Annotation data based on points
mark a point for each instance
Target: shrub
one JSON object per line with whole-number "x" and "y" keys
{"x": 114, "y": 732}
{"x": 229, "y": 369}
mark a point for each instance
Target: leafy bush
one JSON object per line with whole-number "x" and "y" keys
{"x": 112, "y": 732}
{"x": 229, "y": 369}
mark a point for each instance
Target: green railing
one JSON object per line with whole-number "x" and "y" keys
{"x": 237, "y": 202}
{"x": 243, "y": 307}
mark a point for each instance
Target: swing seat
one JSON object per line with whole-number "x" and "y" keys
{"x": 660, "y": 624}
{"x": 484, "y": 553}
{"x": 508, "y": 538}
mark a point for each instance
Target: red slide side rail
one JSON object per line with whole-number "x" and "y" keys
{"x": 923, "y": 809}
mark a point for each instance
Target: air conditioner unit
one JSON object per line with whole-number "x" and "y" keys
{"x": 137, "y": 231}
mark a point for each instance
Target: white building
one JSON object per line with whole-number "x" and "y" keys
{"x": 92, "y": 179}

● **Goal**: Extract all of the rows above and reproduce each line verbatim, keeping the original order.

● **Response to the exercise**:
mark a point for each instance
Target: shrub
one JSON object per line with whole-number "x" and "y" keys
{"x": 114, "y": 732}
{"x": 229, "y": 369}
mark a point for each instance
Target: leafy bush
one JSON object per line with whole-number "x" and "y" keys
{"x": 112, "y": 732}
{"x": 229, "y": 369}
mark a point for each instance
Target: green railing
one JSON object per line with whole-number "x" and "y" keys
{"x": 237, "y": 202}
{"x": 243, "y": 307}
mark a point for each instance
Target: swing seat
one JSON object per line with whole-number "x" and "y" keys
{"x": 660, "y": 624}
{"x": 484, "y": 553}
{"x": 508, "y": 538}
mark a point for each instance
Target: red slide side rail
one JSON object per line with whole-number "x" and "y" keys
{"x": 923, "y": 809}
mark a point for each instance
Target: air conditioner unit
one JSON object per line with whole-number "x" and "y" keys
{"x": 137, "y": 231}
mark a point for each instance
Target: white building
one JSON object per line with whole-number "x" and "y" keys
{"x": 92, "y": 179}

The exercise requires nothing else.